> Exercise objective
Please rewrite the graduation post, everything from "Of course, we" down to "a little trip...", with "trip" changed to "journey".

> Given text
######
B.A. with a BA




We've come to a milestone in my adult life: Graduation!

That's right, kiddies. I got my Bachelor of Arts at Brigham Young University. Got. In the past tense. I did it. (:

Commencement was a wonderful procession of celebration and wisdom and lots of clapping. It was surreal, though. While I was listening to Elder Richard G. Scott speak on all we've gathered from this university in the last four years that will help us go forth and serve, I thought to myself, "Has anything changed about me in the last four years? What the heck have I learned?"

Of course, we always learn a lot when we keep asking ourselves that question, but I figured I'd answer that for you tonight by taking a little trip...

Freshman year:

So excited to start my higher learning! Little did I know that crap computer would break four months later and never turn on again, thus serving as my catalyst for meeting my wonderful Macbook, Theo.

I dated one boy freshman year. I thought we'd get married. We broke up after two weeks, before we even had a first kiss. I learned then that just because he's Mormon, doesn't mean you marry him.

Also, I learned that I can't back down to dares.






And that I had a pretty awesome group of friends.




Thank you guys for making my first year away from home absolutely wonderful.

Then I lived with Mal for the summer. Fantastic idea, in my opinion. Plus, I chopped all my hair off!





Another good decision. Lots of really good decisions before starting off sophomore year! Once I got into my sophomore year, however, I found myself still unlucky... in love, that is. Very unlucky, actually. And I left this year never wanting to come back. I learned something very good though: don't let anyone make you feel used. You can do that by taking a step back and analyzing the actions someone takes toward you. If they make you feel bad, you should leave. But don't kick yourself too hard once you've finally left.
######
> Data section

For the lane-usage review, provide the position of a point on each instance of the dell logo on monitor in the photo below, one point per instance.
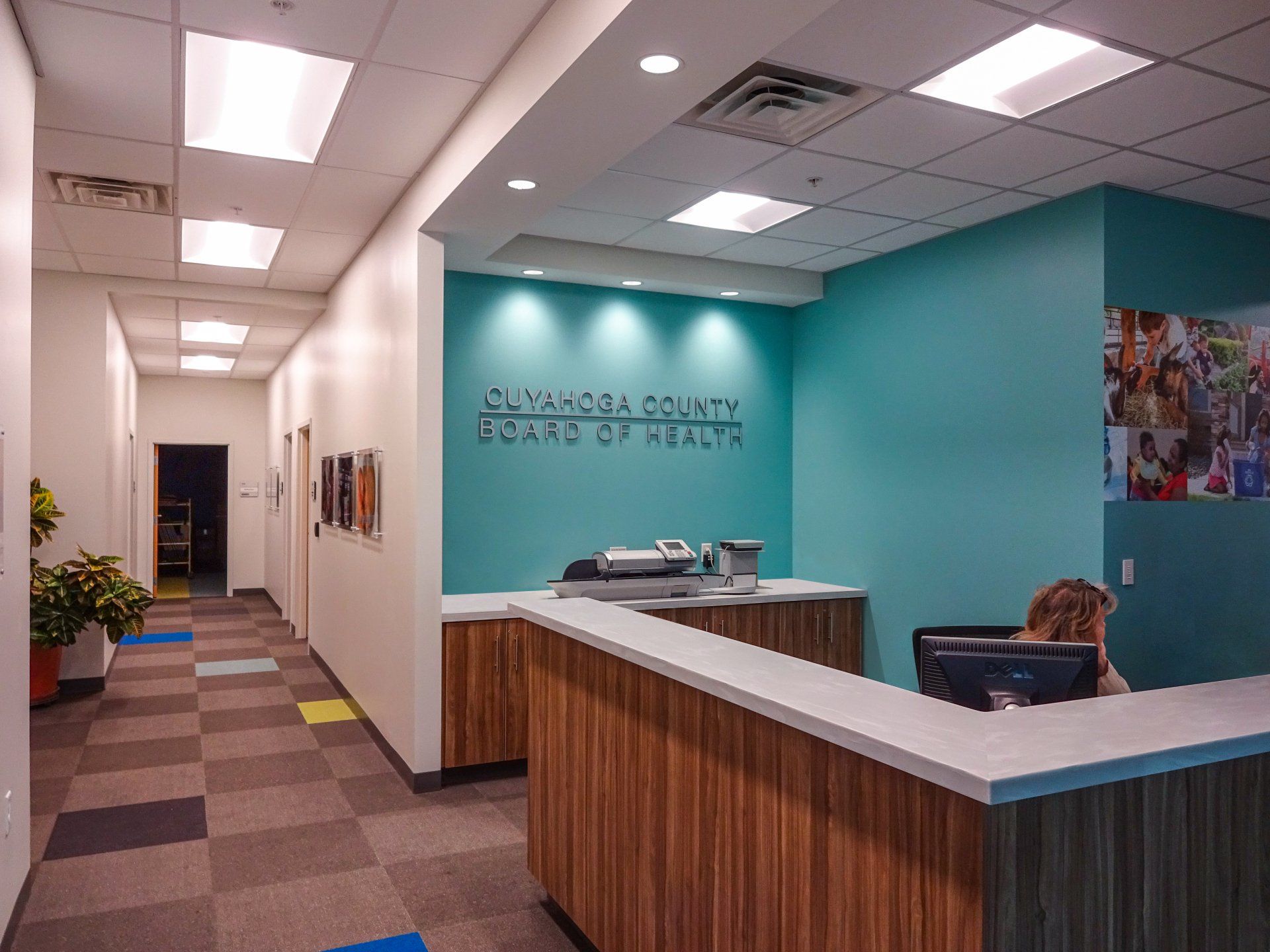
(1015, 669)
######
> Written answer
Of course, we always learn a lot when we keep asking ourselves that question, but I figured I'd answer that for you tonight by taking a little journey...